* start SOURCE EXTRACT *

In a particularly preferred variation of the first embodiment depicted in FIG. 8, the helical spring 7 is encased in a moulded rubber sleeve 13 which threads onto the helical spring 7. This protects the helical spring 7 somewhat from the external environment and reduces the risk of children catching fingers between the coils of the helical spring 7.
During installation, the lower post section 4 is vertically driven into the ground at the required location. A first attachment member 6 is then fastened to a region of the lower post section 4 towards its top edge by means of fasteners 12 through the attachment plate 8 attachment holes 9 and corresponding holes provided in the lower post section 4. The helical spring 7 is threaded onto the attachment lug 11 such that the end of the spring 7 abuts the flange 10, thereby providing a rigid horizontal surface for the spring 7 to react against when deflected. If the moulded rubber sleeve 13 is to be fitted, it is threaded onto the helical spring 7. A second attachment member 6 is then threaded onto the upper end of the spring 7 in a similar manner, with the upper post section 2 then being fastened to the attachment plate 8 of the second attachment member 6, again with suitable fasteners 12.
Obviously the order of assembly is irrelevant. Rather than driving the lower post section 4 into the ground, it may be located in a pre-bored hole and, if required, cemented therein, The lower post section 4 should be located as deeply as possible such that the coupling member 3 is located adjacent the ground surface, thereby enabling flexion of the post 1 from near ground level.
In use, if the post 1 is impacted by a vehicle, the post will flex at the coupling member 3 by means of the spring 7. When the vehicle has passed and is clear of the post 1, the spring 7 will return the post 1 to the upright position (except on the off chance of the coupling member 3 being damaged by direct impact). The post 1 hence remains serviceable, and damage to the vehicle should be minimised. The spring coupling member 3 is effective for impact from any direction in a generally horizontal plane, and can also allow some twisting of the post 1 if a sign attached thereto is clipped on the side by a passing vehicle.
In a traffic post 21 according to a second embodiment, as depicted in FIGS. 9 and 10, the coupling member 3 arrangement is applied to upper and lower post sections 22, 24 extruded from a cross section as is known from Australian Registered Design No. 127843. The coupling member 3 can equally well be applied to any typical post sections and constructions, such as rectangular cross section timber posts or tubular steel posts with modifications to the spring attachment member 6 as required. Again, the moulded rubber sleeve 13 may be fitted to the helical spring 7 of this embodiment.

* end SOURCE EXTRACT *
* start DATA RECORDS *

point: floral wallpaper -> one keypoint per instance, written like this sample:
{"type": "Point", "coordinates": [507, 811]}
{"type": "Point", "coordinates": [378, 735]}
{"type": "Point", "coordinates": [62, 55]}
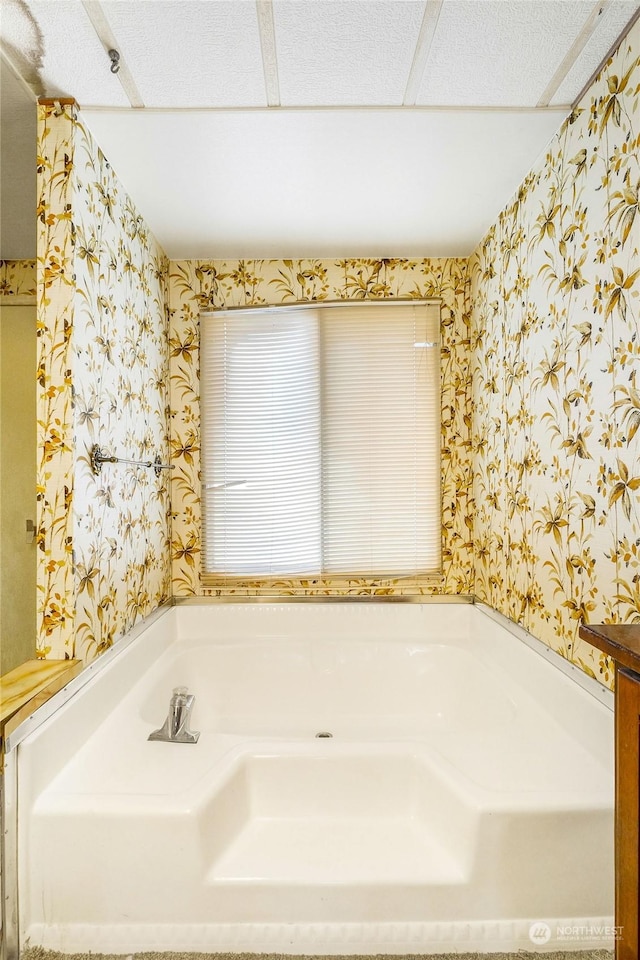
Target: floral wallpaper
{"type": "Point", "coordinates": [17, 278]}
{"type": "Point", "coordinates": [556, 370]}
{"type": "Point", "coordinates": [196, 285]}
{"type": "Point", "coordinates": [540, 395]}
{"type": "Point", "coordinates": [103, 375]}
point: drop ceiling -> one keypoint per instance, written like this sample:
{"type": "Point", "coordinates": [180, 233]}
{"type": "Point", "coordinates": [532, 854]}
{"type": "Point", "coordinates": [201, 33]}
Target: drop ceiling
{"type": "Point", "coordinates": [314, 127]}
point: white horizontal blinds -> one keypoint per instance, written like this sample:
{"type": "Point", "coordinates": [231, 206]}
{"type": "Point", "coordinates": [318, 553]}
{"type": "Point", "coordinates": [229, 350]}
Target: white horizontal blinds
{"type": "Point", "coordinates": [381, 439]}
{"type": "Point", "coordinates": [260, 408]}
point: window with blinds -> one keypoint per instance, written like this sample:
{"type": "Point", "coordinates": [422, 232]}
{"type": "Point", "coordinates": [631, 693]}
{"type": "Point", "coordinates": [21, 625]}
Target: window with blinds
{"type": "Point", "coordinates": [321, 440]}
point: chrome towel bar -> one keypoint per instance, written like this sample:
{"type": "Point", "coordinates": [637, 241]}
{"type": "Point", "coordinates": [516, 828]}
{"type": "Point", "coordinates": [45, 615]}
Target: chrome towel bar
{"type": "Point", "coordinates": [98, 457]}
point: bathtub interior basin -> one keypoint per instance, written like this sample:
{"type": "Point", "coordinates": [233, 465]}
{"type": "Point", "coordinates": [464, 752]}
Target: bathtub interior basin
{"type": "Point", "coordinates": [466, 786]}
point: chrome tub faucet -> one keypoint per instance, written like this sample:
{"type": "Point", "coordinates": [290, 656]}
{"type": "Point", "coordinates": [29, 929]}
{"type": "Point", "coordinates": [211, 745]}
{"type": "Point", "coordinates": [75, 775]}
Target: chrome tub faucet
{"type": "Point", "coordinates": [176, 727]}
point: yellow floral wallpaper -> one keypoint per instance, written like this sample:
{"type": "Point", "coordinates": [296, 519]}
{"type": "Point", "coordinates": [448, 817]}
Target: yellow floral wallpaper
{"type": "Point", "coordinates": [17, 278]}
{"type": "Point", "coordinates": [196, 285]}
{"type": "Point", "coordinates": [540, 394]}
{"type": "Point", "coordinates": [103, 379]}
{"type": "Point", "coordinates": [556, 369]}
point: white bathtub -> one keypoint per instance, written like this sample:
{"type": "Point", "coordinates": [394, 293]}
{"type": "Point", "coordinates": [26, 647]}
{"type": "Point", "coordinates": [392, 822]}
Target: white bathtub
{"type": "Point", "coordinates": [466, 792]}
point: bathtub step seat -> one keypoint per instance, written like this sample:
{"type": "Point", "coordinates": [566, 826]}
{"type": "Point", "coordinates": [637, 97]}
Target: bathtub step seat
{"type": "Point", "coordinates": [338, 850]}
{"type": "Point", "coordinates": [321, 832]}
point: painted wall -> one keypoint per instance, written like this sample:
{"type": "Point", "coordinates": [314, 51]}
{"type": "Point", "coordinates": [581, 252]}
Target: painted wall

* end DATA RECORDS *

## TASK REQUIREMENTS
(1) Check each statement against the traffic post passage and answer yes or no for each, quoting the words of the passage that decide it.
(a) The lower post section has to be driven into the ground.
(b) The moulded rubber sleeve lowers the risk of children catching fingers between the spring coils.
(c) The spring coupling member works only against impacts from the front of the post.
(2) Proceed with the traffic post passage, picking up after its last sentence.

## ANSWERS FOR THIS EXERCISE
(1)
(a) No: "Rather than driving the lower post section 4 into the ground, it may be located in a pre-bored hole and, if required, cemented therein"
(b) Yes: "reduces the risk of children catching fingers between the coils of the helical spring 7"
(c) No: "The spring coupling member 3 is effective for impact from any direction in a generally horizontal plane"

(2)
In a traffic post 31 according to a third embodiment, as depicted in FIGS. 11 and 12, the lower post section 4 is replaced with a base 34. An upstanding plate 35 is fastened to the lower attachment plate 8 by means of fasteners 12 through the attachment plate holes 9. A base plate 36 welded to the upstanding plate 35 is fastened to a support base such as a concrete median strip by a plurality of bolts 37. Other similar methods may be used to rigidly secure a lower section of the post 1 below the coupling member 3,
In a traffic post 41 according to a fourth embodiment, as depicted in FIGS. 13 and 14, an alternate coupling member 43 is provided. The coupling member 43 comprises a unitary planar sheet of an elastically flexible material such as spring steel or a plastic such as polyurethane. Some elastomers may also be appropriate. The upper and lower post sections 2 and 4 are each in the form of a constant cross section “C” channel, each having a web 2 a, 4 a defining a rear face of the post section 2, 4 and opposing flanges 2 b, 4 b which project rearwardly from opposing lateral sides of the web 2 a, 4 a. The coupling member 43 is disposed interiorly of the channels defined by the respective post sections 2, 4, being fastened to the upper and lower post section webs 2 a, 4 a via fasteners 12. A portion of the coupling member 43 left in the gap 14 between the upper and lower post sections 2, 4 is free to flex when the post is impacted.
With the sheet coupling member 43 having a width much greater than its depth it will only flex appreciably in the fore and aft direction, such that the post 41 of this embodiment will only flex substantially when impacted from a direction perpendicular to the plane of the coupling member 43. Accordingly, the post 41 should be generally aligned with the path of oncoming traffic. Whilst the post 41 of this embodiment can only flex in one plane, it is simpler and less expensive to manufacture than the posts of the first three embodiments and hence may be more cost effective in certain situations.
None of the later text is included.